══ Data provided ══

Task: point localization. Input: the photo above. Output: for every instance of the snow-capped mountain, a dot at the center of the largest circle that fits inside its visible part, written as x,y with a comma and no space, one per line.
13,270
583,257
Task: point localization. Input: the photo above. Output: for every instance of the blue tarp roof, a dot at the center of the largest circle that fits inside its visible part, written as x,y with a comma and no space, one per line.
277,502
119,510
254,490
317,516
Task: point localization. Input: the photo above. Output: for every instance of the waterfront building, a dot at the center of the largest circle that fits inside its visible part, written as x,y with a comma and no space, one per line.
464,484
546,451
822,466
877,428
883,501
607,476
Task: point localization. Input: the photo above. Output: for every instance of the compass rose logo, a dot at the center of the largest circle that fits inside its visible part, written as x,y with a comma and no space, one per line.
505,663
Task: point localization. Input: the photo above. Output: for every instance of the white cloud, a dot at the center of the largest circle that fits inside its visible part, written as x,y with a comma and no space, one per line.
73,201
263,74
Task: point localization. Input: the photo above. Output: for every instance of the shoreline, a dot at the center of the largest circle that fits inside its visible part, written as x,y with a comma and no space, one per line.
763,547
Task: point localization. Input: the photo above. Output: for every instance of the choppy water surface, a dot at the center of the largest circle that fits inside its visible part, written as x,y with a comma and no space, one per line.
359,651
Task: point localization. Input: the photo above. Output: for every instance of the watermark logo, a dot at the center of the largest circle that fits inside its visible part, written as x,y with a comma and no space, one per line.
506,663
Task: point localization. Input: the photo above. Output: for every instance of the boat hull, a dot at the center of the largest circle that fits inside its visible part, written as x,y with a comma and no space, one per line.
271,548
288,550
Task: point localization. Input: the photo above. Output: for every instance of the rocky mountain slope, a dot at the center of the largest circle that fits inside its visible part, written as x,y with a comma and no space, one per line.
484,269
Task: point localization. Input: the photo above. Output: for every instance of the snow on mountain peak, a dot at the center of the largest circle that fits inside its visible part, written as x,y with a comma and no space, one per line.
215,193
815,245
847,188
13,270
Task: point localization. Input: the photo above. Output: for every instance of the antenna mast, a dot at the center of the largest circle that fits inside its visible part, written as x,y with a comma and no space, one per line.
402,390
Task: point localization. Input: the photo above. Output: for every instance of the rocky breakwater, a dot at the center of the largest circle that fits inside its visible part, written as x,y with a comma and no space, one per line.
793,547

═══

* Work instruction *
Write each line of the data above out again without altering a word.

* Answer to the problem *
Task: point localization. Input: the photo above. Output: for every instance of the snow-capped mountain, a dot at the center of the largest circle that fits inside its visible part, written as x,y with a comma and no space, one per line.
13,270
583,257
Task: point localization. Input: the photo above. Output: for every instance of the blue tarp roof, a dot at the center of the largest circle that fits inside its visible part, written as x,y with a comma and no space, one per line.
277,502
119,510
254,490
317,516
Task: point localization. Input: the photo above. Output: for every instance of the waterfront building, a dot at the center of the largest circle that fits inside its visible part, written as x,y with a comma and no space, one per line.
464,484
546,451
822,466
877,428
883,501
607,476
Task: point localization. Input: the photo above. Output: for every instance of the compass rose logo, a dot at the center of the largest circle that fits inside its visible part, written as x,y with a comma and no space, one per line.
505,663
Task: point localization. Input: the photo above. Output: for every instance of the white cloud, a dot at the center of the largest circle that fits inside its visible part, written as x,y with a comma and no space, one per line.
73,201
263,74
Task: point localization. Input: the photo above. Output: for every instance of the shoreline, a dot at the center of the largest circle that fits inside its visible part, written as x,y with a comma and no space, one per line.
763,547
Task: point localization. Input: the photo above. Output: for every instance of the choppy water surface, a dot at the center of the largest circle that fits inside its visible part, written as x,y with a comma and no space, one per line.
359,651
Task: point localization. Input: the photo above. Output: for every instance of the watermark logo, a dot at the center of the largest circle that fits inside its visible part, written as x,y with a comma and no space, one per line.
506,663
Task: point localization. Input: the photo above. Output: for every instance of the boat hull, a dot at the center of the largest circle that fits inside its visible part, written as x,y with a comma and no space, one per line.
271,548
288,550
Task: point localization. Input: the photo above. Output: for every instance of the rocky mountain slope, a dot at the center of the largest circle that fits inside its visible part, written as x,y with a comma and no space, one per line.
484,269
Task: point localization. Input: the photo above. Output: for every instance of the snow on mountain peak, a dot at the center of the largest circle that fits inside its visible part, written as x,y with a comma and no space, one per line.
215,193
815,245
847,188
13,270
Task: point localization. Input: the photo above. Output: for every instance of the antenna mast, a dot at the center of the largest circle that fits inside its visible part, written as x,y with a comma and no space, one per line.
402,390
Task: point localization. Input: the photo above. Output: for every instance of the rocky breakwater, a dot at the center of the largest circle that fits inside its visible part, written as x,y with a comma and no space, one per line.
793,547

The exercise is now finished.